**Written problem**:
Turn the material, from its first line through the line containing "279,90,300,138", into a numbered list with one entry per line, leaving out blank lines.

**Given records**:
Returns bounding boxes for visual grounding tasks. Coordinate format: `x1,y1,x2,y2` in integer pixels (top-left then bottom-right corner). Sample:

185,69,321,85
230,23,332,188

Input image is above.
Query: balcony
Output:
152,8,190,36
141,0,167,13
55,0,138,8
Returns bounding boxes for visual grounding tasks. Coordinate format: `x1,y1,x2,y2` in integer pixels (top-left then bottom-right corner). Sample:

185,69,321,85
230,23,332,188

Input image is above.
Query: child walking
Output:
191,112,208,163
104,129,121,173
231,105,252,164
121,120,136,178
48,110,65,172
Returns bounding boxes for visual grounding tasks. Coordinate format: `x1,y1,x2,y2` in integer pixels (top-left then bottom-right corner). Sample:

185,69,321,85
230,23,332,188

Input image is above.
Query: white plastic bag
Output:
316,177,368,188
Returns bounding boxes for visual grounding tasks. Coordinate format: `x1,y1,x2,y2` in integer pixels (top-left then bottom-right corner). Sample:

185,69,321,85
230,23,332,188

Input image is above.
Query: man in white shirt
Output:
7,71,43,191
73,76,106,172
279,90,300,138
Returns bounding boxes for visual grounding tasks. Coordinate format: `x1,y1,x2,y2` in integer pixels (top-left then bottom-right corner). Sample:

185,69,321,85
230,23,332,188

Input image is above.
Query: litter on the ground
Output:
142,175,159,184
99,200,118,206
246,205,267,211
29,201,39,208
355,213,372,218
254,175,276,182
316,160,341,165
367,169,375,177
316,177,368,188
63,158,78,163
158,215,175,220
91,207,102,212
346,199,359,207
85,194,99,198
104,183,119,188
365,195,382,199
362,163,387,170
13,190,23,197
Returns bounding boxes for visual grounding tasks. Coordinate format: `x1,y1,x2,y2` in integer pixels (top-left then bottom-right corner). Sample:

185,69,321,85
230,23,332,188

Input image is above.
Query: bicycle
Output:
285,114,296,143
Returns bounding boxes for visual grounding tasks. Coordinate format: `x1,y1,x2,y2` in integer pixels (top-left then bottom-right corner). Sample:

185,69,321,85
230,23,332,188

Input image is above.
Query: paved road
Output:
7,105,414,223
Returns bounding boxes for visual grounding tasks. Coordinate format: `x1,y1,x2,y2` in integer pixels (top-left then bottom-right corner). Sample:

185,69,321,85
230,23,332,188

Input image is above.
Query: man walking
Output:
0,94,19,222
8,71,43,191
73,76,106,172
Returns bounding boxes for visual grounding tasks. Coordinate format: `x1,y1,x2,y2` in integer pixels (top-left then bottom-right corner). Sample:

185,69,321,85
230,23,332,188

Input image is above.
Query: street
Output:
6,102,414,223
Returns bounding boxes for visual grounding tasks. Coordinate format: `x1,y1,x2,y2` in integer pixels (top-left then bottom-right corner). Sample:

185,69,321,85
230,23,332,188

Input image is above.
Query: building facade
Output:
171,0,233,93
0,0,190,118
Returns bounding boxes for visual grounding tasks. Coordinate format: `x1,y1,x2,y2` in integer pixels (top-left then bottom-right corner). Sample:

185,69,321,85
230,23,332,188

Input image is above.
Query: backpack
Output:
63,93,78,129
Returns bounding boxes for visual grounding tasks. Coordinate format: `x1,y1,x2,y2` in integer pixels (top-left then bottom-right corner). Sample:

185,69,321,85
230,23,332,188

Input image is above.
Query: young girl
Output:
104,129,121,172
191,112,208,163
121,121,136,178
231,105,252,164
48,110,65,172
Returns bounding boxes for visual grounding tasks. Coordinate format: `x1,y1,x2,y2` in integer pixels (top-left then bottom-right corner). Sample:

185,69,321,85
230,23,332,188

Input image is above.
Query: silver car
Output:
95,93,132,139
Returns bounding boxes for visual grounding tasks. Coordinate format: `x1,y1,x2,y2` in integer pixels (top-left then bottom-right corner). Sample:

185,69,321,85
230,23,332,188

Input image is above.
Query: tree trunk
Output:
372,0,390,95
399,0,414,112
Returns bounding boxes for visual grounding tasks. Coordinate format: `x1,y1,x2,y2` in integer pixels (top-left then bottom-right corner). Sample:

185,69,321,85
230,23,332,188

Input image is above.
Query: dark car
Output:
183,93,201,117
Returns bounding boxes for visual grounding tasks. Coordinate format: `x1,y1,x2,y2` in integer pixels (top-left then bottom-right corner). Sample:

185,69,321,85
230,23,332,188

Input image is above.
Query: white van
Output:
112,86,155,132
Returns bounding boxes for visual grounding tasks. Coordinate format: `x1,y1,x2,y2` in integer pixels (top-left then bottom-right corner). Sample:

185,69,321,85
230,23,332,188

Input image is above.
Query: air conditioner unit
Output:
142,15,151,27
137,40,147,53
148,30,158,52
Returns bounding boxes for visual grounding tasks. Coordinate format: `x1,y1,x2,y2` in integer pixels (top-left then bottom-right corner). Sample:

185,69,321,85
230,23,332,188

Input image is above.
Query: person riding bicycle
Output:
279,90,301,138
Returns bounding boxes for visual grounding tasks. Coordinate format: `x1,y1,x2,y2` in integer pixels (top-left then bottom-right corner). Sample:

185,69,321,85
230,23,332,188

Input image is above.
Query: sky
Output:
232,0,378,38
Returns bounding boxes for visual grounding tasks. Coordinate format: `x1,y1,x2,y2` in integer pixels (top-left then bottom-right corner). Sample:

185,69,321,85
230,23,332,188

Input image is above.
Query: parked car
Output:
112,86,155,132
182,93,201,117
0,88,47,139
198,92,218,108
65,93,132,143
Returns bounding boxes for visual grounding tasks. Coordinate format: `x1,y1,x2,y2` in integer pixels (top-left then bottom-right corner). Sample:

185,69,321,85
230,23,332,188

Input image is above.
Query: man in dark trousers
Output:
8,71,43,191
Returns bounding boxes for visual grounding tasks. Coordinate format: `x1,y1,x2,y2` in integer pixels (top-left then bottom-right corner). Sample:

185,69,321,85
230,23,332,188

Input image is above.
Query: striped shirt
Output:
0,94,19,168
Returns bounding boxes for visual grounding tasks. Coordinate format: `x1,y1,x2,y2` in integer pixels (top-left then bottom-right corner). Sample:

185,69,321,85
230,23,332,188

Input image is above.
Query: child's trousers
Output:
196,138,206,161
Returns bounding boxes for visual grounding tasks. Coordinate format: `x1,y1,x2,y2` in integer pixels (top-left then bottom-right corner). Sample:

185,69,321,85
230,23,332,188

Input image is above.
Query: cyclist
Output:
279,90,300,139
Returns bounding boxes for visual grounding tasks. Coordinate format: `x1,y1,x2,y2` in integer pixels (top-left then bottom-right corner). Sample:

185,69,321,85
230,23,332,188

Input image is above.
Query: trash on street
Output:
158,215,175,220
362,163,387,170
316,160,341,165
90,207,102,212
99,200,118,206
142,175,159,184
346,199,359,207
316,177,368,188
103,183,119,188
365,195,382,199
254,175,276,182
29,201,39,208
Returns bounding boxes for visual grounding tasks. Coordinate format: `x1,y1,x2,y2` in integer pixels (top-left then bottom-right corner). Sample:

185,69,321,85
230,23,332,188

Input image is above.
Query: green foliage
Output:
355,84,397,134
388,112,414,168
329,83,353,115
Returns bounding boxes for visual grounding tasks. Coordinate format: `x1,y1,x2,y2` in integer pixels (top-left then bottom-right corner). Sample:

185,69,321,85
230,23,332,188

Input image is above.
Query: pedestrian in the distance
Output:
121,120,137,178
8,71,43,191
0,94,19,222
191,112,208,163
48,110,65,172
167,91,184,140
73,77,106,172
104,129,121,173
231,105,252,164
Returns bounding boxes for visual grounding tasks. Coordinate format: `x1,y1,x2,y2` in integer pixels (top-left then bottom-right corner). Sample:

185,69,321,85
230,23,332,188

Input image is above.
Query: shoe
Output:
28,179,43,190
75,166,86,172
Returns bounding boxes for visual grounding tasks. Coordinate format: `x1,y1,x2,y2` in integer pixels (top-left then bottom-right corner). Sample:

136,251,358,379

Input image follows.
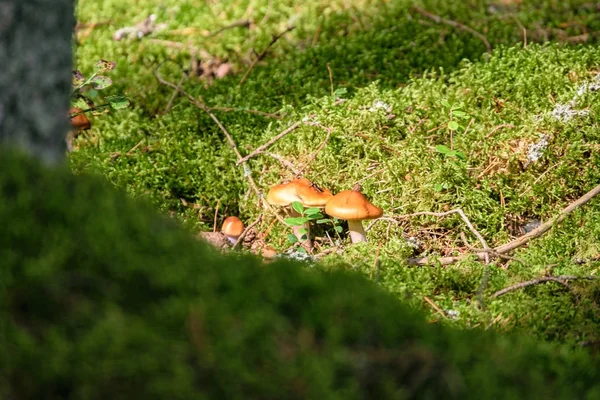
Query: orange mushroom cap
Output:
325,189,383,221
267,178,333,207
221,216,244,238
69,107,92,131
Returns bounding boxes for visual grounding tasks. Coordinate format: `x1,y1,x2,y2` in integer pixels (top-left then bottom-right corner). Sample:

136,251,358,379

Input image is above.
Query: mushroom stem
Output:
348,219,367,243
225,235,239,246
290,208,313,253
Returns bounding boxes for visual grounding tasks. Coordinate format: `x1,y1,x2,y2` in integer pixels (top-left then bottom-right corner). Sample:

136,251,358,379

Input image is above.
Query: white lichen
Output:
525,135,549,167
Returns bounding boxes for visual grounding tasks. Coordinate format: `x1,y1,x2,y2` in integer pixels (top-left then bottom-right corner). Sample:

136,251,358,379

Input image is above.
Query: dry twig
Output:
235,121,300,166
238,26,295,86
298,125,332,175
154,60,283,221
232,213,262,249
491,275,598,299
412,6,492,53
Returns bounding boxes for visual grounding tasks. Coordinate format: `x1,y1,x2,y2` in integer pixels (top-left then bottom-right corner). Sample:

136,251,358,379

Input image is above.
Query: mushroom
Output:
267,178,333,251
325,185,383,243
65,107,92,151
221,216,244,245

**Solution to this task**:
1. Returns bounding boxes for visual grounding tasks. Coordinate format: `x1,y1,x2,y2` in integer pixels (top-left then bottom-right corner). Sample:
2. 185,69,321,85
3. 230,23,332,188
4. Input image is above.
5. Query: balcony
6. Output:
7. 152,8,190,36
8. 141,0,167,13
9. 55,0,138,8
10. Returns bounding boxes for visual grounding tasks. Coordinate format: `x1,y1,x2,y2` in integer pixels (top-left then bottom-right corner). Sample:
11. 185,69,321,85
12. 230,23,332,188
13. Input image is above.
14. Query: child walking
15. Output:
16. 191,112,208,163
17. 104,129,121,173
18. 231,105,252,164
19. 121,120,136,178
20. 48,110,65,172
21. Returns bounding boxes for visual grounding tasks. Coordinate format: `x1,y1,x2,y2` in integer pixels (top-left then bottom-right corner). Sample:
22. 185,69,321,85
23. 230,23,332,188
24. Input image is above.
25. Query: white plastic bag
26. Output:
27. 316,177,368,188
28. Returns bounding boxes for visual grounding tasks. Coordinate format: `x1,y1,x2,y2` in integer pixels (top-left then bottom-right corner). Sample:
29. 185,69,321,85
30. 230,23,332,188
31. Input image is above.
32. Query: man in white shirt
33. Output:
34. 7,71,43,191
35. 73,76,106,172
36. 279,90,300,138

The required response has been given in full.